PAGE ::
>>>
1 Introduction

There are many large underground mines, defined as such on the basis of production, horizontal extent, and depth. However, deep mining has led to an increase in the thermal hazard, which affects the production of conventional mine, poses potential risks to the health and wellbeing of miners, and threatens mining efficiency (He and Guo 2013; Yang et al. 2011). In China, there are 200 coal mines at depths > 800 m, and 47 of these are at depths > 1000 m (Xie et al. 2012). As mining depth increases, the severity of the effects of seasonal thermal pollution increases. Other types of thermal pollution include those caused by heat dissipation from surrounding rocks and electrical equipment, as well from mineral oxidation (He et al. 2010; Su et al. 2009). Studies have been conducted on the origins of mine thermal pollution and methods for its detection and prevention. Such studies have helped improve the production environment, decrease accident rates, and enhance productivity (Chen et al. 2016).
<<<
ENTRIES ::
>>>
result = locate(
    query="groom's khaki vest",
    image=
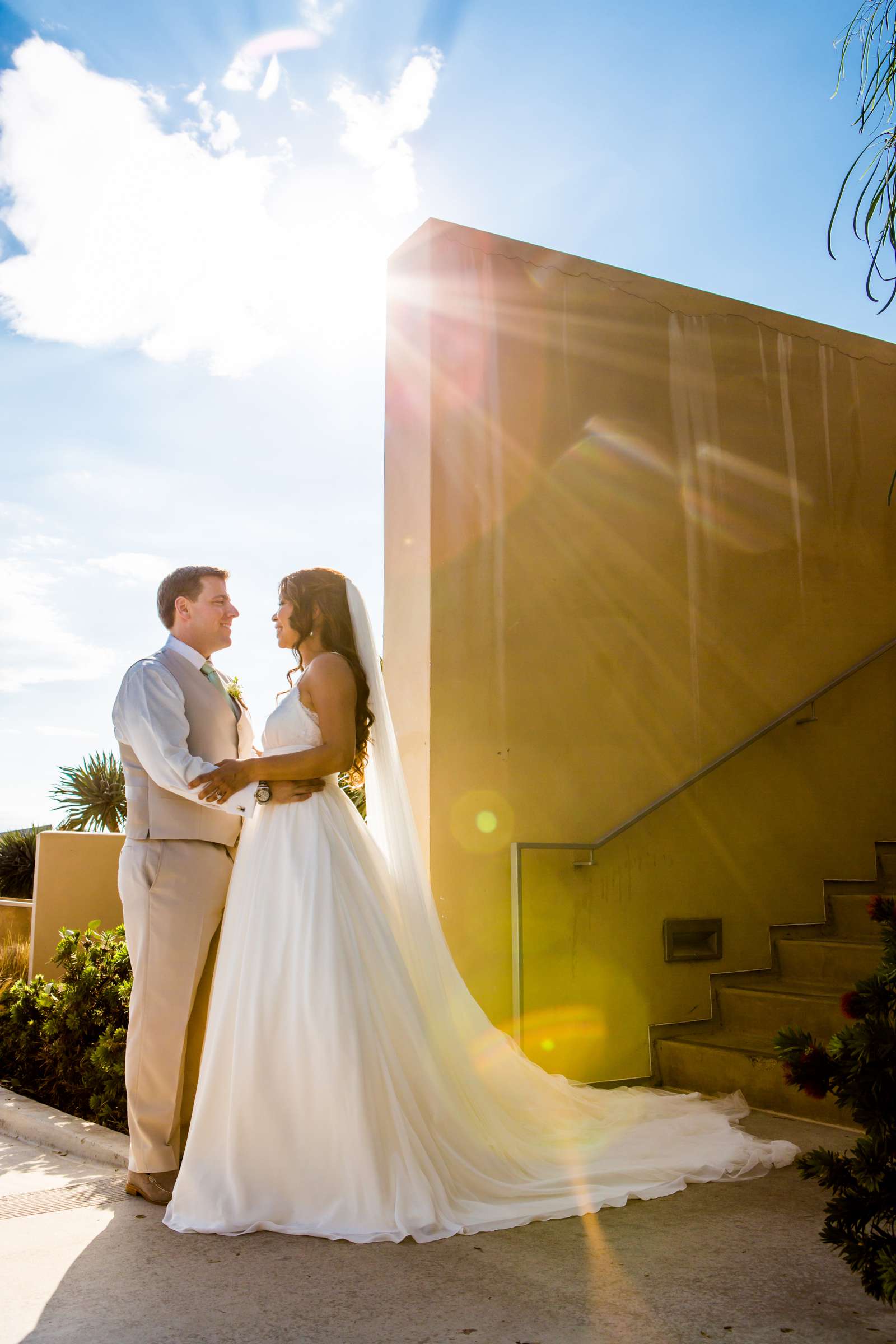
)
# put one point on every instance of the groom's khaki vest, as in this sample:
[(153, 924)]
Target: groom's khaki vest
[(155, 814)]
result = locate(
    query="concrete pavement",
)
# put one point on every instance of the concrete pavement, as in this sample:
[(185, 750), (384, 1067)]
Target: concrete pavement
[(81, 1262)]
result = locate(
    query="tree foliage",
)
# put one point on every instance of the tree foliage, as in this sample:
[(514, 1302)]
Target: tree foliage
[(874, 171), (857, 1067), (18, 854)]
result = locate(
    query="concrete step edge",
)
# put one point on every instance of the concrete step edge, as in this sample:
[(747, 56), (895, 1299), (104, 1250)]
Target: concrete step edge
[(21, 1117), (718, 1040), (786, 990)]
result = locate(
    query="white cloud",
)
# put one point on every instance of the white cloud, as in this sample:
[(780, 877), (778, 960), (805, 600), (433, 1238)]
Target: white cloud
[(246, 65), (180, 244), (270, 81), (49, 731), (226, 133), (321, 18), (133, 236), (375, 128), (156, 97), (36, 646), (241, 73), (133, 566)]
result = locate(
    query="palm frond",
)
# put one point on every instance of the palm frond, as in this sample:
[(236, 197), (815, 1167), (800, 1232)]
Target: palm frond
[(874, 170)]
<<<
STATED EXERCISE :: According to the introduction on deep mining, how many coal mines in China lie at depths greater than 1000 m? The lines have no role in this exercise.

WRITTEN RESPONSE :: 47